| Text shown |

A living room. A room you live in. A room where you can kick off your shoes, get crumbs on the couch, watch a movie, and feel comfortable.
Well, let's just say I am now thankful we have a proper living room, because if you'll recall it used to look like this:
Those were bare days my friends, very bare.
But one day Dan and I picked ourselves off the floor, we stretched out all the kinks, and decided: "To Ikea!" Then we went again, and again, and again. Stopping only when we could actually live in our living room.
Caitie: So Caitie, please tell everyone why you decided to get a steel gray couch and a black rug?
Me: Ikea told me to do it.
Me: That's the best answer I can give you.
Caitie: Are you feeling okay?
Me: Actually NO I'm not! Ikea gives you all these ideas; they whisper in your ear about this matching with that, and look at this wall of couches and that wall of carpets, and hey why not throw in a splash of red while you're at it. But they never tell you about all the vacuuming! The endless vacuuming to get rid of white cat hair that balls itself up onto dark fabric. THEY DIDN'T TELL ME.
Caitie: You're out of your tree. I don't feel comfortable continuing this interview.

| Information supplied |

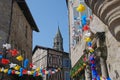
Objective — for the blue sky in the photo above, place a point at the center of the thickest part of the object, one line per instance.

| To-do list |
a – Answer these from the living room post:
(i) What color is the couch?
(ii) Where did Dan and the writer go, again and again?
(iii) What color is the cat hair that has to be vacuumed?
b – What things does the living room post's first paragraph say you can do in a living room?
c – Can you pick up the living room post after its last line and keep it going?
The material plays no part in what is asked here.

| Results in order |
a –
(i) Steel gray
(ii) Ikea
(iii) White

b –
- Kick off your shoes
- Get crumbs on the couch
- Watch a movie
- Feel comfortable

c –
Me: I promise to be more coherent from now on.
Caitie: That wall behind the television looks uncomfortably bare. How do you stand it?
Me: Excuse me? Are you rude all the time? First you make me relive the horror of endless vacuuming, and now you draw attention to this blank wall. I have half a mind to chuck you out.
Caitie: You can't.
Me: I know.
Caitie: So, what about the blank wall?
Me: Well, it's blank. One day soon we will develop a few of our travel pictures and hang them on either side of the television.
Caitie: One day soon? That doesn't sound very concrete. Is this like your plans to 'one day soon' visit a winery for dinner? The same plan you've had for the past five years, but haven't acted upon?
Caitie: I can't.
Me: I know.
Caitie: Please explain why you have candles that you haven't burned.
Me: I don't want to.
Caitie: Okay, tell us about this bowl then. It looks broken.
Me: That's because it is broken. One of the movers packed it in a box that contained DVDs. He wrapped the bowl up in two pieces of paper, then put it on top of all the DVDS, taped up the box, and stacked heavier boxes on top of that box. The bowl never stood a chance. I was pissed. But I have glued it back together and it still looks beautiful.
Caitie: What do you use it for?
Me: Well, I used to use it as a candy bowl. But only one member of the the family was eating the candy from the bowl, and said family member is a cat and wasn't supposed to be eating the said candy. So now we use it as follows...
Me: ...to hold a cat brush and a repurposed toiletries bottle filled with water. We hardly ever use the brush (hence all the vacuuming), but the water comes in handy to spritz the candy thief with.
Caitie: And tell us about this painting. Isn't it too suggestive to be in your living room?
Me: What are you, Amish? Next question.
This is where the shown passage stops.